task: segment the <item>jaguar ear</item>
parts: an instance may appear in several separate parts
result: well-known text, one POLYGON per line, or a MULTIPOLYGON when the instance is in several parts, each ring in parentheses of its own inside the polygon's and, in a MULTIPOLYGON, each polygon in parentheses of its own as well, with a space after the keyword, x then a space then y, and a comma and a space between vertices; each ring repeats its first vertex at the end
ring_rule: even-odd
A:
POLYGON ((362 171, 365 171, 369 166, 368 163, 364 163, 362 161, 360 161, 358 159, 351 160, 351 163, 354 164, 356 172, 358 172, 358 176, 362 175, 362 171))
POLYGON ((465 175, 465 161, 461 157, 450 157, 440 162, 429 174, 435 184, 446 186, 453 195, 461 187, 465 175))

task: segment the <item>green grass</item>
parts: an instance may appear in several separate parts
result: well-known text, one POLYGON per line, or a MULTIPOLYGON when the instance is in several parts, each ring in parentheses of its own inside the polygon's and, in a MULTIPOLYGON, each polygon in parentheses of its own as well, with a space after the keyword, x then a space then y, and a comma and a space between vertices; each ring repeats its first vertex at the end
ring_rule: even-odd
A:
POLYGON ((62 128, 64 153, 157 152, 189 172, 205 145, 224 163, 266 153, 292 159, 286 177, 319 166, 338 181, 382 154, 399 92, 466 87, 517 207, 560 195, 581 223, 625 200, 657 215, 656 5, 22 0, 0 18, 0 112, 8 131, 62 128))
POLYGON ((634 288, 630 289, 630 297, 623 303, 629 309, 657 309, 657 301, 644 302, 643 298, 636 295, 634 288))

**Prompt:**
Present every line of the items above as a single numbered list, omitting the blank lines.

**Correct result:**
1. task: segment the <item>jaguar ear</item>
2. parts: an instance may appear in several separate parts
3. result: well-known text, one POLYGON per line, or a MULTIPOLYGON when the instance is in several parts, each ring in parentheses of its own inside the polygon's and, in a MULTIPOLYGON, each polygon in parentheses of its own as well, with a space after the keyword, x then a space then y, and a comma and a space between vertices; each ring repeats its first vertex at the end
4. ring_rule: even-odd
5. A:
6. POLYGON ((362 171, 365 171, 369 166, 368 163, 364 163, 362 161, 360 161, 358 159, 351 160, 351 163, 354 164, 356 172, 358 172, 358 176, 362 175, 362 171))
7. POLYGON ((465 175, 465 161, 461 157, 450 157, 440 162, 429 174, 435 184, 446 186, 453 195, 461 187, 465 175))
8. task: segment the <item>green grass</item>
9. parts: an instance may appear in several separate parts
10. result: well-known text, one POLYGON per line, or a MULTIPOLYGON when the instance is in several parts, each ring in parentheses of its own inside the polygon's and, in a MULTIPOLYGON, each polygon in parentheses of its own as well, with a space after the keyword, x then a space then y, and a comma and a space between vertices; each ring repeats its first vertex at the end
11. ring_rule: even-odd
12. A:
13. POLYGON ((62 128, 64 153, 157 152, 189 172, 205 145, 224 163, 266 153, 292 159, 286 177, 319 166, 338 181, 382 154, 399 92, 466 87, 517 207, 560 195, 581 223, 625 200, 657 215, 656 5, 22 0, 0 18, 0 112, 8 131, 62 128))
14. POLYGON ((634 288, 630 289, 630 297, 623 303, 629 309, 657 309, 657 301, 644 302, 643 298, 636 295, 634 288))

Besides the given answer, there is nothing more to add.